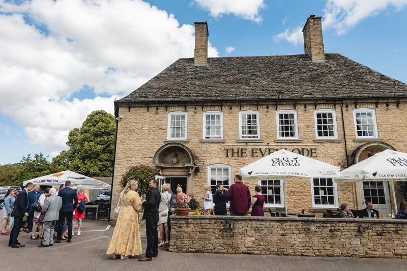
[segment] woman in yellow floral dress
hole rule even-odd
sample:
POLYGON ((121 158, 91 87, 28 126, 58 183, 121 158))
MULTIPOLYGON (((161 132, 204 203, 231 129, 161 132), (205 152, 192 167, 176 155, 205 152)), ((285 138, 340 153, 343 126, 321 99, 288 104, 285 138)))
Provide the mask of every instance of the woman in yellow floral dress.
POLYGON ((113 259, 118 255, 123 259, 142 253, 138 226, 138 210, 141 208, 141 200, 135 192, 137 188, 137 180, 131 180, 120 194, 120 210, 106 253, 113 254, 113 259))

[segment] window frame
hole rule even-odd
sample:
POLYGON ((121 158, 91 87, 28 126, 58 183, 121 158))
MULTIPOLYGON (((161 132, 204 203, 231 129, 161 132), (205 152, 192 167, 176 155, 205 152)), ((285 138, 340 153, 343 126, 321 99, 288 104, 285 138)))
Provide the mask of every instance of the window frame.
MULTIPOLYGON (((261 181, 262 180, 279 180, 280 181, 280 202, 281 203, 277 204, 277 203, 265 203, 264 206, 265 207, 284 207, 284 204, 285 204, 285 200, 284 198, 285 193, 284 192, 284 187, 285 186, 284 185, 284 180, 283 179, 265 179, 263 180, 260 180, 258 181, 258 185, 260 186, 260 187, 263 187, 263 186, 261 185, 261 181)), ((263 195, 263 194, 262 194, 263 195)), ((266 197, 267 196, 265 196, 263 195, 264 197, 266 197)))
POLYGON ((338 125, 336 122, 336 111, 334 109, 317 109, 314 111, 314 119, 315 121, 315 135, 317 139, 338 139, 338 125), (318 124, 317 123, 316 114, 318 113, 332 113, 332 120, 334 123, 334 136, 319 136, 318 135, 318 124))
POLYGON ((174 111, 168 113, 168 124, 167 126, 167 139, 168 140, 186 140, 188 139, 188 112, 185 111, 174 111), (184 137, 172 138, 171 137, 171 116, 173 115, 185 116, 185 134, 184 137))
POLYGON ((297 115, 297 110, 278 110, 276 111, 276 122, 277 124, 277 138, 279 140, 290 140, 293 139, 298 139, 300 138, 299 134, 298 133, 298 117, 297 115), (280 124, 279 122, 279 115, 281 114, 294 114, 294 123, 295 124, 295 129, 294 132, 295 133, 295 136, 290 137, 281 137, 280 136, 280 124))
POLYGON ((241 111, 239 112, 239 139, 241 140, 258 140, 261 138, 260 136, 260 112, 258 111, 254 111, 254 110, 245 110, 245 111, 241 111), (242 129, 242 116, 243 114, 255 114, 257 116, 257 138, 244 138, 243 137, 243 135, 242 134, 243 129, 242 129))
POLYGON ((208 111, 204 112, 202 117, 202 139, 204 140, 222 140, 223 139, 223 112, 220 111, 208 111), (208 115, 220 115, 220 138, 206 138, 206 117, 208 115))
MULTIPOLYGON (((338 197, 338 186, 336 184, 336 182, 334 181, 334 180, 332 178, 322 178, 325 179, 331 179, 332 180, 332 184, 333 185, 334 187, 334 201, 335 203, 333 204, 316 204, 315 203, 315 198, 314 197, 314 178, 311 178, 311 200, 312 202, 312 207, 313 208, 338 208, 339 207, 339 199, 338 197)), ((317 178, 318 179, 321 179, 321 178, 317 178)), ((327 187, 328 186, 326 186, 327 187)))
MULTIPOLYGON (((377 122, 376 119, 376 110, 371 108, 358 108, 353 110, 353 121, 355 124, 355 134, 357 139, 374 139, 379 138, 379 132, 377 130, 377 122), (360 112, 371 112, 372 113, 372 118, 373 119, 374 129, 373 130, 373 136, 358 136, 358 124, 356 123, 356 113, 360 112)), ((363 125, 361 124, 360 125, 363 125)))
MULTIPOLYGON (((230 186, 233 184, 233 180, 232 179, 232 166, 230 165, 228 165, 227 164, 213 164, 212 165, 209 165, 208 166, 208 179, 207 183, 208 185, 209 186, 209 189, 211 190, 211 169, 212 168, 227 168, 229 170, 229 188, 230 188, 230 186)), ((211 190, 212 191, 212 190, 211 190)), ((212 194, 213 195, 213 194, 212 194)), ((226 201, 226 207, 229 207, 229 202, 226 201)), ((215 203, 213 203, 214 206, 215 206, 215 203)))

▬▬▬

Format the data from its beginning through the line containing "POLYGON ((113 259, 118", both ends included, as a numbered list with blank lines omitted and any pictures excluded.

[Answer to the exercise]
1. [segment] woman in yellow floral dress
2. hole rule even-odd
3. sample:
4. POLYGON ((121 158, 91 87, 28 126, 58 183, 121 158))
5. MULTIPOLYGON (((161 132, 204 203, 231 129, 161 132), (205 152, 192 167, 176 155, 205 152)), ((285 138, 340 153, 343 126, 321 99, 288 104, 285 138)))
6. Provide the mask of every instance of the woman in yellow floral dress.
7. POLYGON ((113 259, 118 255, 123 259, 142 253, 138 226, 138 210, 141 208, 141 200, 135 192, 137 188, 137 180, 131 180, 120 194, 120 210, 106 253, 113 254, 113 259))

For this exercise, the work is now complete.